Written request —
Extract every line of the data below and reproduce each one verbatim, with no changes.

Given records —

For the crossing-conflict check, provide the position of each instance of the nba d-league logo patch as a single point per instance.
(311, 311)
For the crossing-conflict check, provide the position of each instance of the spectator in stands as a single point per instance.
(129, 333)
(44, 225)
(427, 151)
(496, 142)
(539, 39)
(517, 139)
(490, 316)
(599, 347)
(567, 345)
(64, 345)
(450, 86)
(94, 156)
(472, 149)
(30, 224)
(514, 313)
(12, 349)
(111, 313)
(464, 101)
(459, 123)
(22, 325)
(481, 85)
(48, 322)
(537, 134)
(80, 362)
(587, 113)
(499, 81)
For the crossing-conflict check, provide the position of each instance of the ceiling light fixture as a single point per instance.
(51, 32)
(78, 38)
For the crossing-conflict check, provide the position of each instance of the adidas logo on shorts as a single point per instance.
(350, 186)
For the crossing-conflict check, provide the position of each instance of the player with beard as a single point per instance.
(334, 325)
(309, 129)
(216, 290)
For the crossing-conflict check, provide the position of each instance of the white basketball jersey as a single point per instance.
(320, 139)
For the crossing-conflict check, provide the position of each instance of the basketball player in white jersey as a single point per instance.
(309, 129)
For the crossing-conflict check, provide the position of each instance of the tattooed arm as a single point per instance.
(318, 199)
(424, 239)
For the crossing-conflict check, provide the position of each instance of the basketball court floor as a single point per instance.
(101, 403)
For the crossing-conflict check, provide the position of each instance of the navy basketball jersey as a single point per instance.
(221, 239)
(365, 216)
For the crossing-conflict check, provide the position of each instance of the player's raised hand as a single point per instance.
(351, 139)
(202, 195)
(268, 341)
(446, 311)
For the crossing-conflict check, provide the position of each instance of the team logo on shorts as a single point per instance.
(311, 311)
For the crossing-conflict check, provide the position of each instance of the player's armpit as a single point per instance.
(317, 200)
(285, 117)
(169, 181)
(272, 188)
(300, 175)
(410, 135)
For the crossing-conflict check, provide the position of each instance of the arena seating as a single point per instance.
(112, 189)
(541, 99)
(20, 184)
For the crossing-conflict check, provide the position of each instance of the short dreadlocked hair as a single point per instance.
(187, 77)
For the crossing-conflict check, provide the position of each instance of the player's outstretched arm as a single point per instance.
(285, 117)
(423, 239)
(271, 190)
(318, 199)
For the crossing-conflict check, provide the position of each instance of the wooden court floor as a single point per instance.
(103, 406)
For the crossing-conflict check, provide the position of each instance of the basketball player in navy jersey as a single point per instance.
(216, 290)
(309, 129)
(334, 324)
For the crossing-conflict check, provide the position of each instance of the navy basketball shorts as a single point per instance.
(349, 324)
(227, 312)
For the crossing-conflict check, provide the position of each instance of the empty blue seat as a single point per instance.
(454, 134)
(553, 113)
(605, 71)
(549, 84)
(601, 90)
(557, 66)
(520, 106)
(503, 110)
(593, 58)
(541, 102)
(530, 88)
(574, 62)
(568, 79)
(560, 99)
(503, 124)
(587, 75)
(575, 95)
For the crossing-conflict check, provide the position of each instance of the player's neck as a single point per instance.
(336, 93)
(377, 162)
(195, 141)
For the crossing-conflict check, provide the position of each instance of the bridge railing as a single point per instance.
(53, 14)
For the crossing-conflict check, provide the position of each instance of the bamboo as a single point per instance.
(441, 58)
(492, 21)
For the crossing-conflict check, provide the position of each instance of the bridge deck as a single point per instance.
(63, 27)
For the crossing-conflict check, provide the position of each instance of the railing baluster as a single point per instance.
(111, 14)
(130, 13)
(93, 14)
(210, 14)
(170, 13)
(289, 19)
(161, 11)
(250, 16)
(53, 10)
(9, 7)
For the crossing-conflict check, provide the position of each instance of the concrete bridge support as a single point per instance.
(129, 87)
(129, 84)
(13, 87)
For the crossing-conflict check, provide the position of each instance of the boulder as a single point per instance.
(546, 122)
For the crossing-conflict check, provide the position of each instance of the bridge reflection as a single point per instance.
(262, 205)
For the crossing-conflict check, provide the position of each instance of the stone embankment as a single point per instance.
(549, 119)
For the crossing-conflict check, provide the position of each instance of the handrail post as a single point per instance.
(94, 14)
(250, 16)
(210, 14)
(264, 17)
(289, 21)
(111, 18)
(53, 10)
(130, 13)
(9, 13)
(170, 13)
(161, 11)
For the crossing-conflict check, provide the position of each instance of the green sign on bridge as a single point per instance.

Solution to the exercise —
For the crossing-conflict check, provide the position of each instance of the nba d-league logo patch as a single point per instance.
(311, 311)
For the crossing-conflict check, provide the position of each instance of the spectator in stands as a single point per instance.
(129, 333)
(44, 225)
(427, 151)
(496, 142)
(539, 39)
(517, 139)
(490, 316)
(599, 347)
(567, 345)
(64, 345)
(450, 86)
(94, 156)
(472, 149)
(30, 224)
(514, 313)
(12, 349)
(111, 313)
(464, 101)
(459, 123)
(22, 325)
(481, 85)
(48, 322)
(537, 134)
(80, 362)
(587, 113)
(499, 81)
For the crossing-conflict check, provide the position of each instance of the ceiling light fixture as a single point per instance.
(51, 32)
(78, 38)
For the crossing-conflict check, provide the position of each instance of the adidas logo on shorts as a single point per instance.
(350, 186)
For the crossing-conflict check, provide the position of each instance of the player with beard as a single point per instance.
(334, 325)
(309, 129)
(216, 290)
For the crossing-conflict check, provide the position of each instance of the white basketball jersey as a single point per instance.
(320, 139)
For the crossing-conflict check, provide the position of each instance of the basketball player in white jersey as a single point per instance.
(309, 129)
For the crossing-conflict check, provide the position of each instance of the tattooed arm as a single point per instance.
(318, 199)
(424, 239)
For the crossing-conflict check, provide the position of each instance of the basketball court floor as a single point per instance.
(101, 403)
For the crossing-conflict check, provide the position of each instance of the navy basketball jersey as a single point per instance.
(221, 239)
(365, 216)
For the crossing-conflict check, provide the position of each instance of the player's raised hand as a single point per instance.
(351, 139)
(202, 195)
(268, 341)
(446, 311)
For the crossing-conflict check, provide the position of each instance of the team logo on shorts as a single point per instance.
(311, 311)
For the crossing-conflict check, provide the position of each instance of the player's armpit as a single point per instance.
(317, 200)
(285, 117)
(169, 181)
(272, 188)
(300, 175)
(410, 135)
For the crossing-conflict check, provide the position of each instance of the arena seating as a single point per instance.
(112, 189)
(541, 99)
(20, 184)
For the crossing-conflict check, provide the position of each instance of the short dreadlocked hair as a single point per instance.
(187, 77)
For the crossing-conflict check, provide the position of each instance of the player's outstretched arm as a single point per instance.
(285, 117)
(423, 239)
(271, 190)
(318, 199)
For the crossing-conflict check, provide the position of each instance of the wooden court floor as a single point per instance.
(103, 406)
For the crossing-conflict check, provide the position of each instance of the basketball player in navy jersey as a single point per instance.
(216, 290)
(309, 129)
(334, 324)
For the crossing-conflict check, provide the position of each instance of the navy basketball shorts as a single point per instance.
(349, 324)
(227, 312)
For the crossing-conflict check, provide the position of each instance of the empty blue seat as a single point per instance.
(454, 134)
(553, 113)
(605, 71)
(549, 84)
(601, 90)
(557, 66)
(520, 106)
(503, 110)
(593, 58)
(541, 102)
(530, 88)
(574, 62)
(568, 79)
(560, 99)
(503, 124)
(587, 75)
(575, 95)
For the crossing-conflict check, provide the position of each instance of the player's neck as a single point per instance.
(336, 93)
(377, 162)
(195, 141)
For the crossing-conflict check, provide the position of each instance of the bridge railing as a single point per instance.
(53, 14)
For the crossing-conflict check, provide the position of each instance of the bamboo as a single point per instance.
(441, 58)
(492, 21)
For the crossing-conflict check, provide the position of each instance of the bridge deck as a single point per instance.
(63, 27)
For the crossing-conflict check, provide the position of each instance of the railing baluster as a single point per instance.
(111, 14)
(130, 13)
(93, 14)
(210, 14)
(170, 13)
(289, 19)
(161, 11)
(250, 16)
(53, 10)
(9, 7)
For the crossing-conflict check, provide the position of each instance of the concrete bridge support as a single point per instance.
(129, 87)
(129, 84)
(13, 87)
For the crossing-conflict check, provide the position of each instance of the boulder as a single point per instance.
(546, 122)
For the crossing-conflict check, provide the position of each instance of the bridge reflection as a single point per instance.
(262, 205)
For the crossing-conflict check, provide the position of each instance of the stone embankment as a single point per instance.
(549, 119)
For the crossing-conflict check, provide the position of each instance of the handrail post as a single point per instance.
(94, 14)
(250, 16)
(210, 14)
(264, 17)
(289, 21)
(111, 18)
(53, 10)
(130, 13)
(9, 13)
(170, 13)
(161, 11)
For the crossing-conflict check, provide the position of each instance of the green sign on bridge as a single point per instance.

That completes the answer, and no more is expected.